Why Are People Rushing Into Military Divorce?
a military fiancé vs. a military spouse
A fiancé is not entitled to the military benefits that a spouse is if their loved one is injured or killed. As a result, many couples where one or both partners are enlisted in the armed services rush to the altar for fear of sudden deployment. There are also financial implications. In the current economic climate, enlisted soldiers of lower rank may see the increased housing allowance for married soldiers as a reason to rush towards nuptials. Whatever the reason, the rush into marriage creates a multitude of problems that are exacerbated by military life.
Unmarried military couples often do not have access to cohabitation. Single soldiers living in the barracks may find the idea of living with their significant other an incredibly appealing alternative and therefore use that in their marriage decision making. The first year of married life and cohabitation is all about adjusting to each other. The joining of lives means the joining of schedules and habits and making shifts and concessions wherever you need to. Whether rushed or not, cohabitation is not a guarantee. Once married, a military couple can be separated by deployment. In addition to missing out on a real cohabitation experience, the partner left behind is often left in a new place within an insular community on an army base where they are consistently reminded of their partner and the fact that he or she is away. The rush to the altar for cohabitation can quickly spiral into isolation and loneliness for the person staying home and a rush to the divorce court.

→ WHAT IS ASKED:
[A] In the article on rushed military marriages, what financial factor might lead lower-ranked enlisted soldiers to hurry into marriage?
[B] Carry on the article on rushed military marriages from the point where it stops.

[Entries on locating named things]
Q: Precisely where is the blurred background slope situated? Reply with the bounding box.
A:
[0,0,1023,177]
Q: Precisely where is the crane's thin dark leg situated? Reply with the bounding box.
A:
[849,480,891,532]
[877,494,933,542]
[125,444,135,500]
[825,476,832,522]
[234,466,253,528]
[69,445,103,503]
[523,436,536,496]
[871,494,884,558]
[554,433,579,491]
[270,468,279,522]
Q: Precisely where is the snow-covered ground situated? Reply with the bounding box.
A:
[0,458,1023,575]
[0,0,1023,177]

==

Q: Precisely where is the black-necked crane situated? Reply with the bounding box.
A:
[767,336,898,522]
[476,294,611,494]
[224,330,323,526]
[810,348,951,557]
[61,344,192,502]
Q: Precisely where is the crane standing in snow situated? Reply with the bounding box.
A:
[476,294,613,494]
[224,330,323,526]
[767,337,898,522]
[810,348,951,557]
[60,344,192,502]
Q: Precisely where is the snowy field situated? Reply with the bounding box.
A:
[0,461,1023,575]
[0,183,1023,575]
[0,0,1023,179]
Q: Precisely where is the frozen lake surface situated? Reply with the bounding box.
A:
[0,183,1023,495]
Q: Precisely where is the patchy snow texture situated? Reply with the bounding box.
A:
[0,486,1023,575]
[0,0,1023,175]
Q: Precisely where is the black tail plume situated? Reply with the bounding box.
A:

→ TASK-BY-TASK ANSWERS:
[A] The increased housing allowance for married soldiers.

[B]
Marriage does not fix relationship problems
No matter what the problem is, communication, honesty, fidelity, many people believe in the power of a ceremony to invigorate their good behavior and transform their bad habits into a thing of the past. After the fun-filled “honeymoon” stage of dating, couples often find difficulty as they come to understand each other on a deeper level. In order to reinvigorate their relationship some consider marriage. Marriage will not heal the rifts between a couple. This is especially true of military couples. In addition to a career, working for the military is a lifestyle not suited for many. A woman who is consistently frustrated by her boyfriend’s propensity to spend time with his unit during off-hours will be even more frustrated to see this behavior in her husband. The same can be said of a man who wants more freedom to plan events for himself and his military girlfriend who finds that active duty takes priority over vacation planning. Marriage will not completely displace someone’s priorities or invert their behavior and the hopefulness that it might is a foolish approach which may quickly lead to a split.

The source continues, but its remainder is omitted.